## begin Given data

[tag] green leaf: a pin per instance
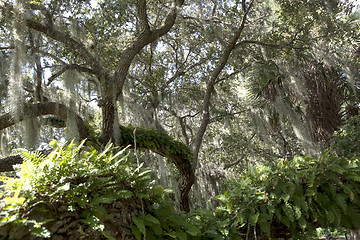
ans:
(136, 232)
(253, 218)
(192, 230)
(139, 224)
(108, 236)
(152, 219)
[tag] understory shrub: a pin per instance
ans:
(293, 198)
(79, 193)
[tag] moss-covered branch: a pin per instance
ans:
(161, 143)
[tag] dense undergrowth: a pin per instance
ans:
(77, 192)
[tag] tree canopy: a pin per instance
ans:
(210, 85)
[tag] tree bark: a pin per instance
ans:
(212, 81)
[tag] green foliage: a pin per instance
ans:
(298, 195)
(346, 140)
(82, 180)
(87, 182)
(166, 223)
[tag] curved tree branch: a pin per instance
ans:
(212, 80)
(147, 36)
(51, 32)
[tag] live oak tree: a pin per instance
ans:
(178, 66)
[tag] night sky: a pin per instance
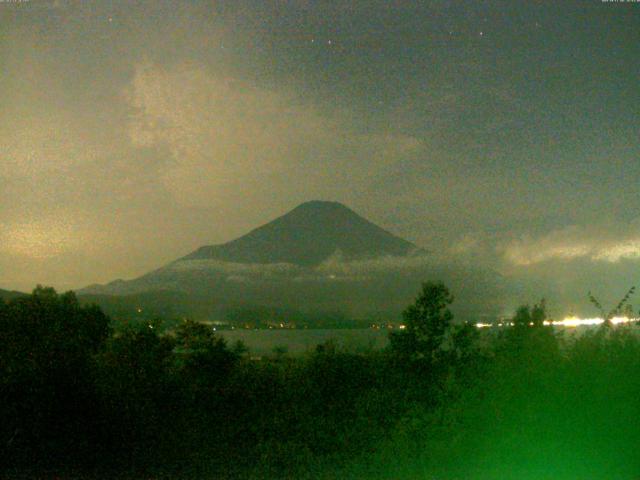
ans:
(500, 133)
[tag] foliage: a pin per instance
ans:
(445, 401)
(426, 323)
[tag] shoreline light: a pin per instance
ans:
(570, 322)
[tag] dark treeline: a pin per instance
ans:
(444, 401)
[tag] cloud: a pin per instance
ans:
(230, 140)
(611, 244)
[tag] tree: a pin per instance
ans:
(426, 323)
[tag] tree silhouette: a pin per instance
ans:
(426, 323)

## end Given data

**Exercise**
Write out every line of the rows above as a JSON list of strings, one string per line, skipping blank lines. Leave the pictures out of the list.

**Written response**
[
  "[tag] green leaf: a pin per instance",
  "ans:",
  "(136, 232)",
  "(253, 218)",
  "(192, 230)",
  "(139, 224)",
  "(108, 236)",
  "(152, 219)",
  "[tag] understory shrub: a pin per instance",
  "ans:",
  "(293, 198)",
  "(79, 193)",
  "[tag] moss-covered branch: a pin per instance",
  "ans:",
  "(161, 143)",
  "[tag] dense undergrowth: a pin per instance",
  "ans:",
  "(77, 192)",
  "[tag] tree canopy: a pin per instance",
  "ans:",
  "(210, 85)",
  "[tag] tree bark: a pin per instance",
  "ans:",
  "(212, 81)",
  "[tag] green foliage: a pin per instance",
  "ans:",
  "(298, 195)",
  "(346, 140)",
  "(82, 180)",
  "(87, 182)",
  "(166, 223)",
  "[tag] curved tree branch: a pin per instance",
  "ans:",
  "(212, 80)",
  "(147, 36)",
  "(51, 32)",
  "[tag] live oak tree: a pin per instance",
  "ans:",
  "(178, 66)",
  "[tag] night sky: a pin per instance",
  "ans:",
  "(500, 133)",
  "[tag] foliage: a pin per instance",
  "ans:",
  "(445, 401)",
  "(426, 323)",
  "[tag] shoreline light: a pin per instance",
  "ans:",
  "(570, 322)",
  "[tag] dark treeline: a pin per instance",
  "ans:",
  "(444, 401)",
  "[tag] cloud: a pin per instance",
  "ans:",
  "(230, 140)",
  "(611, 244)",
  "[tag] tree: a pin per instance",
  "ans:",
  "(426, 323)",
  "[tag] tree silhouette: a pin per instance",
  "ans:",
  "(426, 323)"
]